SOURCE PASSAGE:

Table of contents
Introduction
This is a Python 3.6+ script that helps to clean the file containing the Bash history commands. It will remove any line matching a specified regular expression and can also remove any line starting with an alias.
The idea behind this small utility was simple:
- The Bash history file (usually located in
~/.bash_history
) contains much of the work one ends up doing in the terminal. - The history can grow large over time and it becomes more cumbersome to find interesting information in all that clutter, such as a rarely used command with specific flags.
- By removing all superfluous commands that are repeated often and which
give no real benefit in certain contexts (such as
ls
,cd
,cat
, etc.), the history is much cleaner and easier to navigate and actually becomes much more useful in my opinion. - True, it will be harder to follow the bread crumbs for everything
you did, but I haven’t come across a situation where having access
to yet another empty
ls
orcd
has proven necessary and reading.bash_history
doesn’t make for a great narrative story either.
Make history in a big way
I took advantage of the fact that the history can be cleaned with the
script you are about to see and set up what is known as an eternal
history which, as it sounds like, can grow infinitely big! All you have
to do is append the following lines to the file ~/.bashrc
:
# Eternal bash history.
# ---------------------
# Undocumented feature which sets the size to "unlimited".
# http://stackoverflow.com/questions/9457233/unlimited-bash-history
export HISTFILESIZE=-1
export HISTSIZE=-1
export HISTTIMEFORMAT="[%F %T] "
# Change the file location because certain bash sessions truncate
# .bash_history file upon close.
# http://superuser.com/questions/575479/bash-history-truncated-to-500-lines-on-each-login
export HISTFILE=~/.bash_eternal_history
# Force prompt to write history after every command.
# http://superuser.com/questions/20900/bash-history-loss
PROMPT_COMMAND="history -a; $PROMPT_COMMAND"
Bash History Cleaner
And here is the script in question *. It comes in two files that need to be in the same directory:
- One is a Python file that needs to be launched from the terminal with Python 3.
- The other file,
settings.json
, is a JSON file used to store the settings of the script, which will be detailed below.
* Improvements to the original script can be found on Github. To keep this article a bit more readable, the original version is shown.
bash_history_cleaner.py
'''
Python script that helps to clean the file containing the Bash history
commands.
Note: Requires Python 3.6+
It will remove any line matching a specified regular expression and can
also remove any line starting with an alias.
Description of available settings in `settings.json`:
"home_directory": Absolute path to user's home directory.
"history_file": Name of file where the history will be cleaned up.

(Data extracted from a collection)
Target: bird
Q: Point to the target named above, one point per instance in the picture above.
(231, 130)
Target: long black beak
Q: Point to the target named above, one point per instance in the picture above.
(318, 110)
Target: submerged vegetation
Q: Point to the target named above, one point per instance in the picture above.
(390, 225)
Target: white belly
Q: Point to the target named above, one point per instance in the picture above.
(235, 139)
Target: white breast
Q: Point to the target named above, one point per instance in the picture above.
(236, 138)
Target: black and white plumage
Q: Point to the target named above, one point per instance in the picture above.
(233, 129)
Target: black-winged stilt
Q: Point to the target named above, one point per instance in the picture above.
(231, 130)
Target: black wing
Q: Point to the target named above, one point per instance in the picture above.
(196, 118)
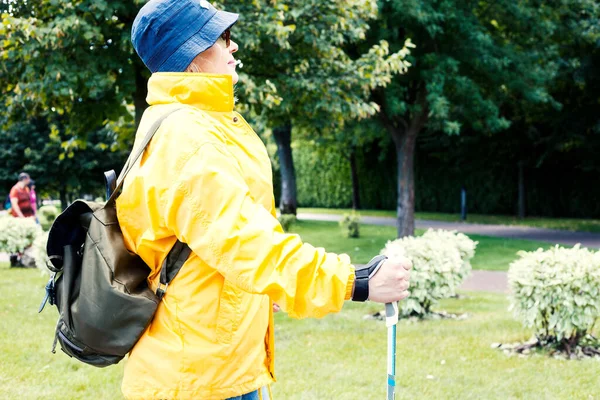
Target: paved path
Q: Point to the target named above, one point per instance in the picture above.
(591, 240)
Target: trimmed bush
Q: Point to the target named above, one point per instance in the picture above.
(17, 234)
(350, 225)
(440, 260)
(465, 246)
(557, 293)
(286, 221)
(47, 215)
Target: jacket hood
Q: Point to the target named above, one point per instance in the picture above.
(210, 92)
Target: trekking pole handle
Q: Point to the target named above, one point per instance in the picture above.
(391, 314)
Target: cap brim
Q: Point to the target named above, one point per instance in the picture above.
(199, 42)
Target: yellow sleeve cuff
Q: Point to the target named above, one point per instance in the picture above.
(350, 284)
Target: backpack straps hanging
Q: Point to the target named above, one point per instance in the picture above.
(180, 252)
(171, 266)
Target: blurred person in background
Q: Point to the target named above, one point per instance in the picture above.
(33, 199)
(20, 202)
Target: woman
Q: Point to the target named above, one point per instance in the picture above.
(205, 179)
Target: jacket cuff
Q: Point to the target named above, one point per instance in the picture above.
(350, 284)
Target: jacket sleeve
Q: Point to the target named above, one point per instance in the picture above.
(210, 208)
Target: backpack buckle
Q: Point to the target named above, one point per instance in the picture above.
(160, 292)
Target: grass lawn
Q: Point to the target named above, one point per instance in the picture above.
(569, 224)
(339, 357)
(492, 253)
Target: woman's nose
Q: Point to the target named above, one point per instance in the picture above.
(233, 46)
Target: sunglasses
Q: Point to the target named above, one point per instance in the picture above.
(226, 36)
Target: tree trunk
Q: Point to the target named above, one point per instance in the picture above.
(521, 209)
(405, 156)
(283, 137)
(141, 91)
(355, 184)
(63, 197)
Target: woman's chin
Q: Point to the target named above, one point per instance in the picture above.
(234, 77)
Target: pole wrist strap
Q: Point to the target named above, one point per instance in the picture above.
(362, 276)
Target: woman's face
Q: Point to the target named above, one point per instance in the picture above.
(217, 59)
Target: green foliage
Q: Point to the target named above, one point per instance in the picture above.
(557, 293)
(287, 221)
(350, 225)
(47, 215)
(296, 67)
(17, 234)
(441, 262)
(66, 80)
(40, 254)
(322, 176)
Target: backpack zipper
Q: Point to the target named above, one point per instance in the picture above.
(66, 339)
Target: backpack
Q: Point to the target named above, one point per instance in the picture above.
(98, 286)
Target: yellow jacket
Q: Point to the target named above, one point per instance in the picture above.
(206, 180)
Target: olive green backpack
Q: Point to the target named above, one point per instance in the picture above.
(98, 286)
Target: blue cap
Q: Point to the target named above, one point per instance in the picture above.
(169, 34)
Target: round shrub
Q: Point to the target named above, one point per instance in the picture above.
(438, 268)
(557, 292)
(17, 234)
(47, 215)
(465, 246)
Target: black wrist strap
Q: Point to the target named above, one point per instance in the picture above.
(361, 281)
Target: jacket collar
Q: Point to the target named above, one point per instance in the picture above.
(211, 92)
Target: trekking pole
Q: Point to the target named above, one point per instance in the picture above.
(391, 320)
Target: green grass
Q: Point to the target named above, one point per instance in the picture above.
(568, 224)
(492, 253)
(340, 357)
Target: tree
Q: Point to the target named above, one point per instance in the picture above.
(313, 81)
(68, 72)
(473, 59)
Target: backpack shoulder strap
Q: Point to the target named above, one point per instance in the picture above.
(171, 265)
(134, 156)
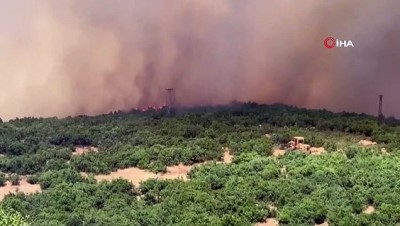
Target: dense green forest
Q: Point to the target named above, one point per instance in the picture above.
(333, 187)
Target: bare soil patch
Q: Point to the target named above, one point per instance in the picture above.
(132, 174)
(268, 222)
(136, 175)
(370, 209)
(80, 150)
(323, 224)
(176, 172)
(23, 186)
(317, 151)
(366, 142)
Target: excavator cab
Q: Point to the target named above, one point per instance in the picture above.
(298, 143)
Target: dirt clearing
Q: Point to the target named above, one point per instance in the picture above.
(366, 143)
(80, 150)
(23, 186)
(317, 151)
(136, 175)
(268, 222)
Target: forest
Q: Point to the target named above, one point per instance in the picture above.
(296, 188)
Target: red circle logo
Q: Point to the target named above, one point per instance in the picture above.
(329, 42)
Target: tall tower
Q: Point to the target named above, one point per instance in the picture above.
(380, 114)
(170, 100)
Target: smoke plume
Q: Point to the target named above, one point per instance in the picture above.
(87, 57)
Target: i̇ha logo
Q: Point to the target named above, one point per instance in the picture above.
(330, 42)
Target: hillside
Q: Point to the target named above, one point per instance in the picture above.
(226, 165)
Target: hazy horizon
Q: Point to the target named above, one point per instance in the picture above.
(72, 57)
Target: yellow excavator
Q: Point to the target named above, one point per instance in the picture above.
(298, 143)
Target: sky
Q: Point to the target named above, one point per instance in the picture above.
(71, 57)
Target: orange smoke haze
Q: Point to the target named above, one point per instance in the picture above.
(70, 57)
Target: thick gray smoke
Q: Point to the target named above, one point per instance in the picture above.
(87, 57)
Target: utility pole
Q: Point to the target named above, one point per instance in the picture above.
(380, 114)
(170, 100)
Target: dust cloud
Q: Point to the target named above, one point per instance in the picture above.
(70, 57)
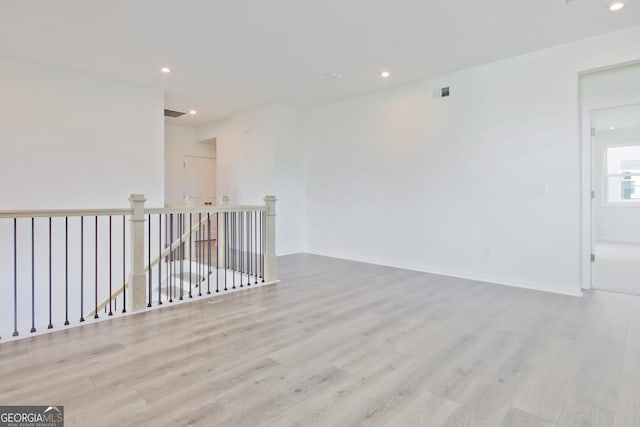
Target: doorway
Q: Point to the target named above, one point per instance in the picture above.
(615, 204)
(199, 187)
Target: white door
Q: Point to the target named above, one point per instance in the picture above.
(616, 205)
(199, 181)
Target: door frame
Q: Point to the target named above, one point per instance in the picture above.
(184, 172)
(586, 153)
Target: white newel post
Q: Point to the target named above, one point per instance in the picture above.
(222, 243)
(270, 260)
(137, 292)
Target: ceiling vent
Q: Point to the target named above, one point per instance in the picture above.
(171, 113)
(567, 3)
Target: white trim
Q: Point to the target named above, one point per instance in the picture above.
(586, 155)
(524, 284)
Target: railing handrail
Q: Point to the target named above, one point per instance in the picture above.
(174, 245)
(61, 213)
(205, 209)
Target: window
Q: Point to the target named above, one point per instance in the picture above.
(623, 174)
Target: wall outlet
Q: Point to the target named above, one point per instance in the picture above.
(441, 92)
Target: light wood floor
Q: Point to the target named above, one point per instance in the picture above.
(340, 343)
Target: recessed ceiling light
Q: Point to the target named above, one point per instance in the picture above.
(616, 5)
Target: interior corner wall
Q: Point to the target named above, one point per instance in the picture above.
(259, 153)
(180, 141)
(73, 140)
(484, 184)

YOUR TASKS:
1: State whether each of the following statements agrees with the page on the Bash history cleaner, answering yes or no and quoting the deciding words of that page: (a) the script requires Python 3.6 or later; (b) the Python file and the settings file may be kept in different directories; (c) the article presents the improved version of the script.
2: Return every line of the entries that contains the string "excavator", treating uppercase and lowercase as distinct.

RESPONSES TO THE TASKS:
1:
(a) Yes: "This is a Python 3.6+ script"
(b) No: "It comes in two files that need to be in the same directory"
(c) No: "To keep this article a bit more readable, the original version is shown."

2:
Target: excavator cab
Target: yellow excavator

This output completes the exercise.